でも、天皇賞やジャパンカップよりはマシでした。
何とか食らいつく。
食らいつける。
あの2走より体は動く。
それだけで十分でした。
「イ、 イナリ…?」
4コーナーに向け、外から内へ斜めに切り込みながらスパートをかけた柴田ジョッキー。逃げ込みを図るオグリに外からクリークが並びかけるその外ではなく、空いた内を狙ったのもすごいですが、体調イマイチなのに食らいついていったイナリはもっとすごかった。そして、その闘志に競馬の神様がほほ笑みます。ワープするように一気に前との距離を縮めながら4コーナーを回ると、目の前にクリークがいたのです。激戦の反動が出ていたオグリを早々にかわし、短い直線で逃げ込みを図るクリークが目の前に!
負けるか…
負けるもんか!
忘れていました。この馬が気性の激しさを闘争心に変えられる名馬だってことを、前に強い馬がいるときこそ力を発揮する馬だってことを。そして何より、イナリ自身も悔しかったのでしょう。
地方代表として春にGⅠを2勝したのに
三強とか四強とか言われていたのに
どいつもこいつも…
俺のことを忘れるな!

渡された記録 =
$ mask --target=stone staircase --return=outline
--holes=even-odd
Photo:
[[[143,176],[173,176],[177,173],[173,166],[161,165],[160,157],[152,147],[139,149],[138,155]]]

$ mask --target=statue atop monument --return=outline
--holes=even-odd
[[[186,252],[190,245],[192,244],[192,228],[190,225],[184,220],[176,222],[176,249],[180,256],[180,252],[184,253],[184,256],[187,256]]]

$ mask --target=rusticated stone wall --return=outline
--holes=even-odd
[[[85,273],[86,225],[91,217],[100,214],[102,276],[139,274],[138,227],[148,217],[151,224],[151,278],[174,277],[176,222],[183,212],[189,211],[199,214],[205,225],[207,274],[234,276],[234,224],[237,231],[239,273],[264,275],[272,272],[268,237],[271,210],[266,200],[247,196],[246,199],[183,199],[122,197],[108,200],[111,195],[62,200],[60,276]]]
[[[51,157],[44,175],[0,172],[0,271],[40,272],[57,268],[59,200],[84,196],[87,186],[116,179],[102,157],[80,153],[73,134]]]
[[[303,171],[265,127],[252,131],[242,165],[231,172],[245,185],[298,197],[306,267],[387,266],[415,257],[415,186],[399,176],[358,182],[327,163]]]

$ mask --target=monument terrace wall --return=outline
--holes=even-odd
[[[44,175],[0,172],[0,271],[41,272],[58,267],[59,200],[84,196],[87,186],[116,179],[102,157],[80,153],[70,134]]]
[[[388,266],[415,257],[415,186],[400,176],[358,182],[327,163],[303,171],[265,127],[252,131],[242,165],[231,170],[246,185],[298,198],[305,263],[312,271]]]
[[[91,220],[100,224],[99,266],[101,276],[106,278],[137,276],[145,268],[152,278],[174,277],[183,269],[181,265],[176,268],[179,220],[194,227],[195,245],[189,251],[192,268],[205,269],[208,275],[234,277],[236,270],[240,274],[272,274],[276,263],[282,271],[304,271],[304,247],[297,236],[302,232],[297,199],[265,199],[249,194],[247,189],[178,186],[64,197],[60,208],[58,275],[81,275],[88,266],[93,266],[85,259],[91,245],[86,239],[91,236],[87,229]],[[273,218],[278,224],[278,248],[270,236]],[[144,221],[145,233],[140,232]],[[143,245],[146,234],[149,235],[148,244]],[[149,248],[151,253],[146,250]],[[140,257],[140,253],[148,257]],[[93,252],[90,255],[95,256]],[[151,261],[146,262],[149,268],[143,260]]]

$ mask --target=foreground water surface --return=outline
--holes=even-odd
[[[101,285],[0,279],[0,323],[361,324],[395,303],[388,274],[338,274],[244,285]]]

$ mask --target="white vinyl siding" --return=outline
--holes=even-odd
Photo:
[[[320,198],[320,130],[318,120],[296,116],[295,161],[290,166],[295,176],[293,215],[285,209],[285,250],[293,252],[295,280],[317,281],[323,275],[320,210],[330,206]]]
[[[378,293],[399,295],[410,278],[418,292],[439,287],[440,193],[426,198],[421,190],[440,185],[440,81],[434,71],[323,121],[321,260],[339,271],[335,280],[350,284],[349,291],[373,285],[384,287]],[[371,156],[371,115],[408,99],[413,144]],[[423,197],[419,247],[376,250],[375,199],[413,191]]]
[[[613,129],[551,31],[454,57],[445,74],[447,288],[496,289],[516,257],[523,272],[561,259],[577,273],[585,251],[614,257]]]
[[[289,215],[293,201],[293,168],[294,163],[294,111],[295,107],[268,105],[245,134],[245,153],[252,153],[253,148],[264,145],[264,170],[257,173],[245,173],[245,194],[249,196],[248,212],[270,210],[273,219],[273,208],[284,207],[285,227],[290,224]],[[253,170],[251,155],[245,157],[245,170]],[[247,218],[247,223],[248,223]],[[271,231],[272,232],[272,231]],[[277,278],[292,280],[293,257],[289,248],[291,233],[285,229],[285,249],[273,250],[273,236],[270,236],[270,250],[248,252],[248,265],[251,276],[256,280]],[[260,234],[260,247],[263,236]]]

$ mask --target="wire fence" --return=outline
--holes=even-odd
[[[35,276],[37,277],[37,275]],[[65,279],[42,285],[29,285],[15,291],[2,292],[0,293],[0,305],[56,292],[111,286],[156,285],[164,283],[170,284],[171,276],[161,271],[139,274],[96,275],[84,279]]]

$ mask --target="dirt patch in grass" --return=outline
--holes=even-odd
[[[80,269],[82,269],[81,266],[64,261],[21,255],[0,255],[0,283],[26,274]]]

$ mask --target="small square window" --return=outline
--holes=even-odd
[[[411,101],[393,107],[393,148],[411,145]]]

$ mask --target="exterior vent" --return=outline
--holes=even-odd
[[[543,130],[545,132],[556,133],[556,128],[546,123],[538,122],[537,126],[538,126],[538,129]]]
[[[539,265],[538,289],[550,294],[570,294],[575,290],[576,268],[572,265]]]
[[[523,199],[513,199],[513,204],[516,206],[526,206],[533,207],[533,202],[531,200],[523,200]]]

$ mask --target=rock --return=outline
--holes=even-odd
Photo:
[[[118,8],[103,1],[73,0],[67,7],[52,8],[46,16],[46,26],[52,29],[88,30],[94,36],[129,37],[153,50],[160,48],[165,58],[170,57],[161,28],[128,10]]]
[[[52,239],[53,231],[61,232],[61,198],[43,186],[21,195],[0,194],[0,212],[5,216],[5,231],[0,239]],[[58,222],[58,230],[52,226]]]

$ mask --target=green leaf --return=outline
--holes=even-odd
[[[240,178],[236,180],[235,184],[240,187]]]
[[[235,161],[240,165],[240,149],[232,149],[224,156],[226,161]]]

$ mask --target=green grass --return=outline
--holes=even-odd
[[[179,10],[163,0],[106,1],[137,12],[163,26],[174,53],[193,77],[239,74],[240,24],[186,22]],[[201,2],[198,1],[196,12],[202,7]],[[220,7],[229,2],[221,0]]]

やること =
元の文章の「あの2走より体は動く。」から「みを図るクリークが目の前に!」までを、「みを図るクリークが目の前に!」も含めて一字も変えずに出力してください。

正しい結果 =
あの2走より体は動く。
それだけで十分でした。
「イ、 イナリ…?」
4コーナーに向け、外から内へ斜めに切り込みながらスパートをかけた柴田ジョッキー。逃げ込みを図るオグリに外からクリークが並びかけるその外ではなく、空いた内を狙ったのもすごいですが、体調イマイチなのに食らいついていったイナリはもっとすごかった。そして、その闘志に競馬の神様がほほ笑みます。ワープするように一気に前との距離を縮めながら4コーナーを回ると、目の前にクリークがいたのです。激戦の反動が出ていたオグリを早々にかわし、短い直線で逃げ込みを図るクリークが目の前に!